(Referring expression data)
════════

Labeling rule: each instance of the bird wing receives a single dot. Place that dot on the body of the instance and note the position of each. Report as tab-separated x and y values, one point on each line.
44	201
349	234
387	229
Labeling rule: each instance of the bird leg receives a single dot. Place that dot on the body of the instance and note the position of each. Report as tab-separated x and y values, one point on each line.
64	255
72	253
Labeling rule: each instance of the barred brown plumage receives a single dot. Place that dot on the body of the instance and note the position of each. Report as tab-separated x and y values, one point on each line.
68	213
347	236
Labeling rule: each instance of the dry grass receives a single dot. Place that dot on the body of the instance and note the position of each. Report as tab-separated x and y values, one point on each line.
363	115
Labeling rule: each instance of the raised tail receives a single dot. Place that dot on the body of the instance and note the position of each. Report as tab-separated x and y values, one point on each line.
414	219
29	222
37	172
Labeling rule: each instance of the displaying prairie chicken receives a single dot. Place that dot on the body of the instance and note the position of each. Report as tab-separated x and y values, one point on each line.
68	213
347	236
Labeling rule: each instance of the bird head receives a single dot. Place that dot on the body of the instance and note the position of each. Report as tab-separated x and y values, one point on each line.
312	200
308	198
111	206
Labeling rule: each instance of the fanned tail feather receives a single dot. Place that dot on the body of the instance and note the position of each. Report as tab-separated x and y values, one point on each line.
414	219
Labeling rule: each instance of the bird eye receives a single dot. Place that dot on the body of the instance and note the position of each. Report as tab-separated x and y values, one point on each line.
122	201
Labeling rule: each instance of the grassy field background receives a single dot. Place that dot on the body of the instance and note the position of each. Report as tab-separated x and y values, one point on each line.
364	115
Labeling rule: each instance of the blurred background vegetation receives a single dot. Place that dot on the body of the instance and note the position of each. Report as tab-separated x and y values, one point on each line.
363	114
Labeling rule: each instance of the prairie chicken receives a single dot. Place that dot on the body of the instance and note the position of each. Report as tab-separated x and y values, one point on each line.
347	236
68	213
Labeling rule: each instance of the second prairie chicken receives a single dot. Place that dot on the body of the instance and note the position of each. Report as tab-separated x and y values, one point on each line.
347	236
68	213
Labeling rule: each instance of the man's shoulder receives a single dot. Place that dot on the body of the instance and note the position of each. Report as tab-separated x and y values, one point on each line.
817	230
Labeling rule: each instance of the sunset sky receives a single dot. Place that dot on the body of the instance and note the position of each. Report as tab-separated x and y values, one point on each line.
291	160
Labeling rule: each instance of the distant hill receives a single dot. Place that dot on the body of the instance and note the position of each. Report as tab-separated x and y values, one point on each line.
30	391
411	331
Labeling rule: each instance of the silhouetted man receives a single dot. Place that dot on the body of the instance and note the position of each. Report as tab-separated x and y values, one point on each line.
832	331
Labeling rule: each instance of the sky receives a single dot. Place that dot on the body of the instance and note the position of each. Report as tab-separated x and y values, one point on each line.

════════

## Task details
Retype every record above exactly as written.

## Expected output
Labeling rule: each instance of the bird wing receives a single dot. Place that dot on the body of the instance and note the position of each. Report as tab-separated x and y values, one point on each line.
44	201
349	234
387	229
Labeling rule: each instance of the bird leg receives a single dot. Place that dot on the body of the instance and note the position of each. Report as tab-separated x and y values, one point on each line.
64	255
72	253
Labeling rule: each instance of the barred brown plumage receives a single dot. Place that dot on the body of the instance and note the position of each. Report as tab-separated x and y values, one point on each line.
68	213
347	236
Labeling rule: each instance of the dry grass receives a single dot. Place that dot on the body of the instance and note the position of each. Report as tab-separated x and y values, one point on each line.
363	115
Labeling rule: each instance of the raised tail receives a single dot. Place that dot on the body of the instance and note the position of each. Report as tab-separated x and y values, one point on each line.
414	219
29	222
37	172
Labeling rule: each instance of the displaying prairie chicken receives a single dot. Place that dot on the body of the instance and note the position of each. Report as tab-separated x and y values, one point on each line.
68	213
347	236
Labeling rule: each instance of the bird head receives a single dot. Place that dot on the body of the instance and note the position of each. Report as tab-separated x and y values, one point on each line.
312	200
308	198
111	206
Labeling rule: each instance of the fanned tail feather receives a single dot. Place that dot on the body of the instance and note the position of each. Report as tab-separated x and y values, one point on each line.
414	219
Labeling rule: each instance of the bird eye receives a single dot. Place that dot on the body of the instance and note the position of each. Report as tab-separated x and y values, one point on each line.
122	201
Labeling rule: each instance of the grassy field background receives a single dot. Place that dot on the body of the instance and note the position of each. Report as tab-separated x and y values, one point on each line.
364	115
Labeling rule: each instance of the blurred background vegetation receives a single dot. Place that dot on the body of the instance and note the position of each. Report as tab-separated x and y values, one point on each line.
363	114
Labeling rule: each instance of the prairie chicken receives a single dot. Place that dot on the body of the instance and note the position of each. Report as tab-separated x and y values, one point on each line.
347	236
68	213
Labeling rule: each instance of the second prairie chicken receives a single dot. Place that dot on the body of the instance and note the position of each. Report as tab-separated x and y values, one point on each line.
347	236
68	213
Labeling rule: each instance of the man's shoulder receives a single dot. Place that dot on the body of the instance and note the position of each. Report as tab-separated x and y values, one point on each line.
817	230
Labeling rule: each instance of the sunset sky receives a single dot. Place that dot on the body of the instance and note the position of each. Report as tab-separated x and y values, one point on each line.
291	160
Labeling rule: each instance of the distant hill receives a single dot. Place that dot on the body of the instance and note the position of each. Report as tab-separated x and y values, one point on each line.
30	391
411	331
Labeling rule: each instance of the silhouetted man receives a single dot. Place that dot on the body of the instance and note the position of each. Report as tab-separated x and y values, one point on each line.
832	331
Labeling rule: each instance of the sky receives a single dot. Place that dot on the body of the instance and note the position of each. Report as tab-separated x and y values, one point on each line.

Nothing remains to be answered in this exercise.